EXERCISE DESCRIPTION >> Only the lines of the data below from the one with "mark: area rug" through the one with "mark: armchair |" are wanted. Repeat them exactly.

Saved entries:

▬▬▬▬▬▬

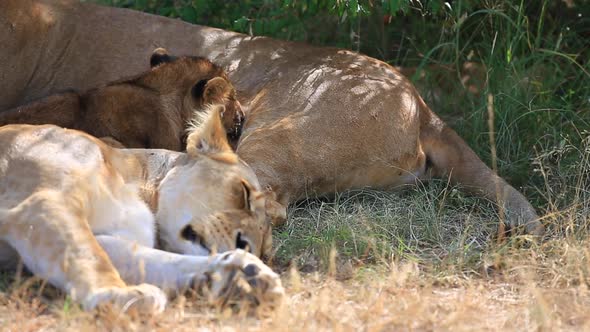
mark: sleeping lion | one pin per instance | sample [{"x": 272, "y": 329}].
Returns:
[
  {"x": 150, "y": 110},
  {"x": 126, "y": 226}
]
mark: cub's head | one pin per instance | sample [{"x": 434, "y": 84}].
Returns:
[
  {"x": 201, "y": 83},
  {"x": 211, "y": 201}
]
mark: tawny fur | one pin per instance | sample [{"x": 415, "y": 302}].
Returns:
[
  {"x": 149, "y": 110},
  {"x": 92, "y": 219},
  {"x": 320, "y": 119}
]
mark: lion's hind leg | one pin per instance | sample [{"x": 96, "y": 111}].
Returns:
[
  {"x": 55, "y": 242},
  {"x": 448, "y": 154}
]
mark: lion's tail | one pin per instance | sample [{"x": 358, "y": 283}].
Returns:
[{"x": 447, "y": 154}]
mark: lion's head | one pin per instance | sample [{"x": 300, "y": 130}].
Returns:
[
  {"x": 211, "y": 200},
  {"x": 202, "y": 84}
]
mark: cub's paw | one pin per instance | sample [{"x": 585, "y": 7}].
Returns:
[
  {"x": 144, "y": 298},
  {"x": 237, "y": 276}
]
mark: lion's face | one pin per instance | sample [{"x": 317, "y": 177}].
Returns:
[
  {"x": 202, "y": 84},
  {"x": 211, "y": 201}
]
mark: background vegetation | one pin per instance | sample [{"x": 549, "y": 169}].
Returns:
[
  {"x": 425, "y": 257},
  {"x": 531, "y": 56}
]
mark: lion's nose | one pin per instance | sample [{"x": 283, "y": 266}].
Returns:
[{"x": 243, "y": 243}]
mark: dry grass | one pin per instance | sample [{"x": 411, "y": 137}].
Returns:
[
  {"x": 422, "y": 259},
  {"x": 531, "y": 293}
]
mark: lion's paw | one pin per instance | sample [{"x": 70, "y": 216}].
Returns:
[
  {"x": 144, "y": 297},
  {"x": 238, "y": 276}
]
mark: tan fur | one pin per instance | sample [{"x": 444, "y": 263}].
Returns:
[
  {"x": 90, "y": 218},
  {"x": 147, "y": 111},
  {"x": 319, "y": 119}
]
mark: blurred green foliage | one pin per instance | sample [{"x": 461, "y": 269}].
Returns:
[{"x": 533, "y": 55}]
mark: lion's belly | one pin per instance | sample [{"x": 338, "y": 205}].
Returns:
[
  {"x": 119, "y": 211},
  {"x": 335, "y": 134},
  {"x": 8, "y": 256}
]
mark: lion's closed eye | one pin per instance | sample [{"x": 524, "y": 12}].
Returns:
[{"x": 188, "y": 233}]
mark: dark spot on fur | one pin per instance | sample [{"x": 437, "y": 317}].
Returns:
[
  {"x": 159, "y": 58},
  {"x": 189, "y": 234},
  {"x": 241, "y": 243},
  {"x": 199, "y": 89},
  {"x": 428, "y": 164}
]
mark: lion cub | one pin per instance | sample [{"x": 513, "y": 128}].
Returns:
[
  {"x": 121, "y": 226},
  {"x": 150, "y": 110}
]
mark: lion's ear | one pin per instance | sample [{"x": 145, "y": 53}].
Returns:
[
  {"x": 159, "y": 56},
  {"x": 207, "y": 135},
  {"x": 212, "y": 91}
]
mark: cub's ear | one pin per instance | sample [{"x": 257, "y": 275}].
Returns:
[
  {"x": 159, "y": 56},
  {"x": 208, "y": 136},
  {"x": 213, "y": 90}
]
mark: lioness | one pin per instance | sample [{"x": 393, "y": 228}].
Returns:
[
  {"x": 320, "y": 119},
  {"x": 91, "y": 219},
  {"x": 149, "y": 110}
]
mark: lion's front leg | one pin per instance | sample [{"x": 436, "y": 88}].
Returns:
[
  {"x": 231, "y": 276},
  {"x": 56, "y": 244}
]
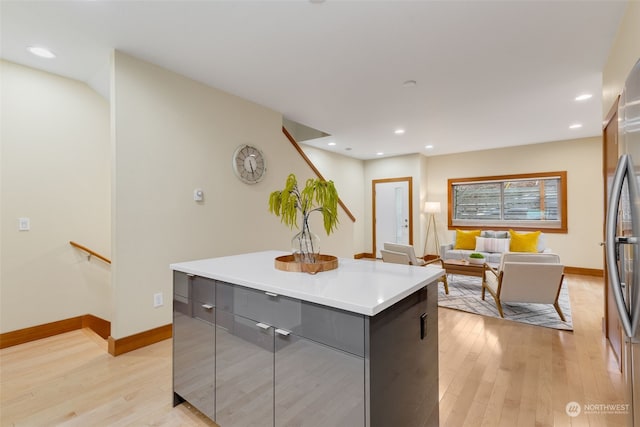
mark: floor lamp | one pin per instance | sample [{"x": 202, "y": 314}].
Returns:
[{"x": 432, "y": 208}]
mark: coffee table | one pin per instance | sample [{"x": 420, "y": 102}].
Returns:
[{"x": 461, "y": 266}]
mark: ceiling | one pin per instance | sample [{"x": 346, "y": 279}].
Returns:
[{"x": 488, "y": 73}]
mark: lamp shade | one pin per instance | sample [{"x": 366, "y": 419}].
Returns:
[{"x": 432, "y": 207}]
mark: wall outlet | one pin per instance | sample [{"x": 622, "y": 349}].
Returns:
[
  {"x": 24, "y": 224},
  {"x": 157, "y": 300}
]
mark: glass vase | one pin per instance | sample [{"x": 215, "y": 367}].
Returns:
[{"x": 305, "y": 246}]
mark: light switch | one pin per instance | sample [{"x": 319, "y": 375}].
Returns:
[{"x": 24, "y": 224}]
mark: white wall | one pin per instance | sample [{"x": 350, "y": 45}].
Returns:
[
  {"x": 625, "y": 52},
  {"x": 55, "y": 171},
  {"x": 581, "y": 158},
  {"x": 347, "y": 174},
  {"x": 172, "y": 135}
]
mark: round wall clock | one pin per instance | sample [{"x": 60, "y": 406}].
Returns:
[{"x": 249, "y": 164}]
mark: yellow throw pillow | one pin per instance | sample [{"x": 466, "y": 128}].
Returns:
[
  {"x": 524, "y": 242},
  {"x": 466, "y": 239}
]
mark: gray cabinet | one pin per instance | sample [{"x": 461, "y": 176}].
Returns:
[
  {"x": 300, "y": 355},
  {"x": 244, "y": 372},
  {"x": 246, "y": 357},
  {"x": 194, "y": 342}
]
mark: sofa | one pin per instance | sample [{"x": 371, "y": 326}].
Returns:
[{"x": 492, "y": 244}]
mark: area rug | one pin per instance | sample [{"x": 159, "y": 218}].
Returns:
[{"x": 465, "y": 294}]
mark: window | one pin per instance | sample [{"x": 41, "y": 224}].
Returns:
[{"x": 529, "y": 201}]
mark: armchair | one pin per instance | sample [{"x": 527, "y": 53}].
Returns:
[
  {"x": 395, "y": 257},
  {"x": 404, "y": 254},
  {"x": 525, "y": 277},
  {"x": 407, "y": 249}
]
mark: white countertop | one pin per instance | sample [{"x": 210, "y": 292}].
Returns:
[{"x": 360, "y": 286}]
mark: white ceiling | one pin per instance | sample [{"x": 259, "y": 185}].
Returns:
[{"x": 489, "y": 73}]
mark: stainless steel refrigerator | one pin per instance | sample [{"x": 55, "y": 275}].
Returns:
[{"x": 623, "y": 238}]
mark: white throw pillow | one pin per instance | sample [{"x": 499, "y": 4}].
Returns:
[{"x": 491, "y": 244}]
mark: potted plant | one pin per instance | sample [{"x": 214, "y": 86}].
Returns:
[
  {"x": 476, "y": 258},
  {"x": 316, "y": 196}
]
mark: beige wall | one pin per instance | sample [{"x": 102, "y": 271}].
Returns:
[
  {"x": 172, "y": 135},
  {"x": 624, "y": 53},
  {"x": 581, "y": 158},
  {"x": 347, "y": 175},
  {"x": 56, "y": 171}
]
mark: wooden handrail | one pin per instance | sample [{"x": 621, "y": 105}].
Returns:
[
  {"x": 315, "y": 170},
  {"x": 90, "y": 252}
]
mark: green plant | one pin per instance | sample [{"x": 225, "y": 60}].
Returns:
[{"x": 316, "y": 196}]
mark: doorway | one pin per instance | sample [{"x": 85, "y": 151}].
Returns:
[{"x": 392, "y": 212}]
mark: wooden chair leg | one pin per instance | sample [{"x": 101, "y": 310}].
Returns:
[
  {"x": 446, "y": 284},
  {"x": 557, "y": 307}
]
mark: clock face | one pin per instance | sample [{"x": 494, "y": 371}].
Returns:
[{"x": 249, "y": 164}]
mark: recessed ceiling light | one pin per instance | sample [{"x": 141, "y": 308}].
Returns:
[{"x": 42, "y": 52}]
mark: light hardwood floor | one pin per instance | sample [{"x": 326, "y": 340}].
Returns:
[{"x": 492, "y": 373}]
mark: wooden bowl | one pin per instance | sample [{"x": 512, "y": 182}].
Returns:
[{"x": 324, "y": 263}]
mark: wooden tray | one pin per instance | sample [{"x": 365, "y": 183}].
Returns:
[{"x": 288, "y": 263}]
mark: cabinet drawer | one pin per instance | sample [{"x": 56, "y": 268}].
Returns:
[
  {"x": 204, "y": 290},
  {"x": 204, "y": 311},
  {"x": 274, "y": 310}
]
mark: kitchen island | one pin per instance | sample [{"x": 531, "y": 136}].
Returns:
[{"x": 354, "y": 346}]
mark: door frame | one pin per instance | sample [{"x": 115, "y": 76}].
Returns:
[
  {"x": 409, "y": 181},
  {"x": 612, "y": 327}
]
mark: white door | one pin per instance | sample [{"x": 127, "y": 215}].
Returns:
[{"x": 391, "y": 214}]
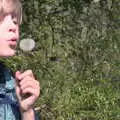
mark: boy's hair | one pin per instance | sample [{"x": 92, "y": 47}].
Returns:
[{"x": 11, "y": 6}]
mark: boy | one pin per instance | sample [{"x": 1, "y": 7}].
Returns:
[{"x": 17, "y": 95}]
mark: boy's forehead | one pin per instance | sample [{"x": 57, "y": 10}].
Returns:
[{"x": 8, "y": 6}]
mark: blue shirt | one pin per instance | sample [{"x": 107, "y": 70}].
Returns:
[{"x": 9, "y": 106}]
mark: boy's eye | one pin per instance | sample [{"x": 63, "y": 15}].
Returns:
[{"x": 14, "y": 18}]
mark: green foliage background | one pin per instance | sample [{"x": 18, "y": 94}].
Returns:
[{"x": 76, "y": 59}]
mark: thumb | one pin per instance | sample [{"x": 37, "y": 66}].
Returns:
[
  {"x": 17, "y": 73},
  {"x": 18, "y": 91}
]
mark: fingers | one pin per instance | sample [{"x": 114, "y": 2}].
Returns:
[
  {"x": 20, "y": 76},
  {"x": 27, "y": 83}
]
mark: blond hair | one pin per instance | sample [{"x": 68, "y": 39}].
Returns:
[{"x": 13, "y": 7}]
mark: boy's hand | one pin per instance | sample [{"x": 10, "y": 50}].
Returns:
[{"x": 27, "y": 89}]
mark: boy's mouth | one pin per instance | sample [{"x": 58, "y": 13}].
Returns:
[{"x": 13, "y": 41}]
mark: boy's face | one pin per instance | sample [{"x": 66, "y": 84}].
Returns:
[{"x": 9, "y": 35}]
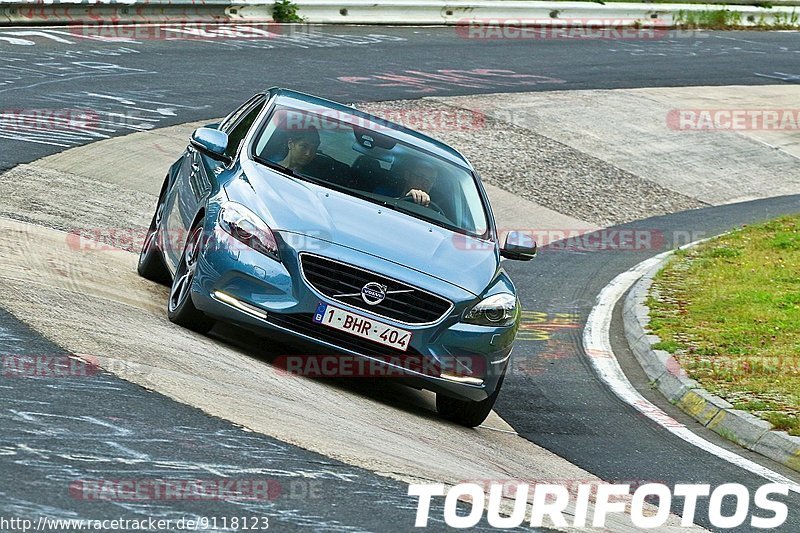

▬▬▬▬▬▬

SOLUTION TO THE EXERCISE >>
mark: area rug | one pin per instance | sample [{"x": 159, "y": 218}].
Returns:
[{"x": 465, "y": 294}]
mark: window | one pin per instance | sample [{"x": 41, "y": 224}].
Returns:
[{"x": 529, "y": 201}]
mark: armchair | one pin per instance | sample [{"x": 527, "y": 53}].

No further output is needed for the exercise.